## [Testo di partenza]

▽

Prodigiosamente la lapide infranta si ricompone mutando di colore da nero in bianco con striature rosse, e anche le lettere si ricompongono cambiandosi da ferro in oro lucente. Sulla lapide si vedono le linee delle fratture e attraverso esse filtrano lame di luce abbacinante.
L’osservatore cerca con difficoltà di leggere ora la scritta in lettere d’oro impressa sulla lapide:
TERTIUM VOLUNTAS :
UT QUO ESSE VOLO PERVENIAM ,
QUA NON SUM TRANSIRE DEBEO ;
UT OMNIA HABEAM
NIHIL CUPERE DEBEO ;
UT AD UNUM PERVENIAM
NIHIL ESSE VOLERE DEBEO ;
QUIA QUOAM DEBILIS SUM
TUM FORTIS SUM
++++
Traduzione:
TERZO PILASTRO È LA VOLONTÀ :
COSÌ AFFINCHÉ IO GIUNGA LÀ DOV’È IL MIO ESSERE
IO DEVO PASSARE ATTRAVERSO IL MIO NON ESSERE ;
AFFINCHÉ IO ABBIA POSSSESSO D’OGNI COSA
IO NON DEVO BRAMARE ALCUNA COSA ;
AFFINCHÉ IO DIVENGA L’UNO-TUTTO
DEVO VOLERE DIVENIRE IL NULLA ;
PERCHÉ È QUANDO SONO PRIVO DI VIGORE UMANO
CHE DAVVERO DIVENGO FORTE IN SPIRITO
Commento alla visione
Lo spirito, il Sé, ha completato il processo di discesa nel mondo, ma lo ha fatto tramite il piccolo sé.
Ha ottenuto ciò cui aspirava e che aveva chiesto con la preghiera: poter entrare nelle vicende umane e vivere la vita dell’uomo; entrare nella materialità e sperimentarla.
Tutto è tenebra adesso. Anche la coscienza si è ottusa. Il Sé si è – per così dire – calato nell’uomo, nel sé piccolo, è diventato uomo, fragile, mortale uomo!
La realtà che il sé/uomo trova è opprimente; si sente isolato perché ormai disconnesso dal Padre, o almeno così gli appare!
È incistato nella materia tanto che il piccolo sé umano non comunica con il Sé, operando liberamente nella dimensione materiale del mondo.

△

## [Esercizi]
a) Modifica l'elenco riportato qui sotto: riscrivilo per intero sostituendo ogni "tall tree" con "pine tree" e lasciando invariato tutto il resto.
b) Riprendi il commento alla visione della lapide e proseguilo a partire dall'ultima frase riportata.

## [Righe]
▽

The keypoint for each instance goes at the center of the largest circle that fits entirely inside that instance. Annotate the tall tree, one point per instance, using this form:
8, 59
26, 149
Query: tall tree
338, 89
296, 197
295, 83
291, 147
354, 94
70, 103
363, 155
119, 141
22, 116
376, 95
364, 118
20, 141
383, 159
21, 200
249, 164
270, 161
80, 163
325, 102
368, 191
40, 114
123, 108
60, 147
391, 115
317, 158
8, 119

△

## [Risultati per esercizio]
a)
The keypoint for each instance goes at the center of the largest circle that fits entirely inside that instance. Annotate the pine tree, one point per instance, using this form:
8, 59
26, 149
Query: pine tree
338, 89
296, 197
295, 83
291, 147
354, 94
70, 103
363, 155
119, 141
22, 116
376, 95
364, 118
20, 141
383, 159
21, 200
249, 164
270, 161
80, 163
325, 102
368, 191
40, 114
123, 108
60, 147
391, 115
317, 158
8, 119

b)
Il sé piccolo non possiede nulla, solo una “bisaccia” entro cui, non sappiamo, potrebbe avere soltanto mezzi idonei all’esperienza materiale che si è prefissato il Sé. La bisaccia potrebbe contenere intelligenza, furbizia, ambizione, forza di volontà, fascino, ricchezza o altro ancora. La bisaccia servirà di certo al sé piccolo per raccogliere esperienze di vita umana (dolorose e non) che non saranno disperse o consumate (la bisaccia nel corso della vita potrà contenere solo moneta incorruttibile=la moneta che non invecchia) ed il contenuto di essa soltanto potrà essere portato via da questo mondo, alla fine del viaggio, per essere consegnato al grande Sé. Tutto il resto (averi, ricchezze, onori, titoli, il corpo fisico e perfino il nome di ciascun uomo) sarà abbandonato ed affidato al tempo che tutto inesorabilmente annienta con la sua travolgente forza di trasformazione che si dispiega nel divenire. (Il mito ci racconta di Crono che divora i suoi figli).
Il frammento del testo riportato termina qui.